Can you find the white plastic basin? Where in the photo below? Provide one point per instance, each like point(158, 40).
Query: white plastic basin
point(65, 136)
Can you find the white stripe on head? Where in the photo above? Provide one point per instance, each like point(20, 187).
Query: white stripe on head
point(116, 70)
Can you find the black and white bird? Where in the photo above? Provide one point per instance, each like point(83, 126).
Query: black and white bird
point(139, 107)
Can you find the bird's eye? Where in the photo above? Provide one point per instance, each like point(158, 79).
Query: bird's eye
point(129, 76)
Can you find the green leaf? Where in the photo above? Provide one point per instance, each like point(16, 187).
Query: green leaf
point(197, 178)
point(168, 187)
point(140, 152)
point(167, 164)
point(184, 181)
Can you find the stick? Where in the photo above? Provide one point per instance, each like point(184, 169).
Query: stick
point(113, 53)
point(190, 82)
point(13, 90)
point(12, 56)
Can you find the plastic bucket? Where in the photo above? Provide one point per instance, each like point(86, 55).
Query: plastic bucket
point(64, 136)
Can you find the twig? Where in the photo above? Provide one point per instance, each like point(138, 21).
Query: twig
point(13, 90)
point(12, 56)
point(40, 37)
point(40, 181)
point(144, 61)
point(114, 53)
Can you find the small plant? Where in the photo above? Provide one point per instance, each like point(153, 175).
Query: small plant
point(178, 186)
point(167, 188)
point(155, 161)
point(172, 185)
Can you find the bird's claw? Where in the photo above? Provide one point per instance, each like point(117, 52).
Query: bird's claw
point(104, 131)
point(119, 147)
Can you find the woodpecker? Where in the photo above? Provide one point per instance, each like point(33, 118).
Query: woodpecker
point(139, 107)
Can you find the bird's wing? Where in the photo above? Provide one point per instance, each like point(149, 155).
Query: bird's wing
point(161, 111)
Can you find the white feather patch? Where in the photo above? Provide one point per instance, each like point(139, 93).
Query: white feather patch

++++++++++

### [EXERCISE BRIEF]
In the entries above, identify each line that includes the string "patch", then copy it.

### [PROBLEM SOLUTION]
Can you find the white feather patch? Where in the photo above? Provide one point per instance, each like point(139, 93).
Query: white feather patch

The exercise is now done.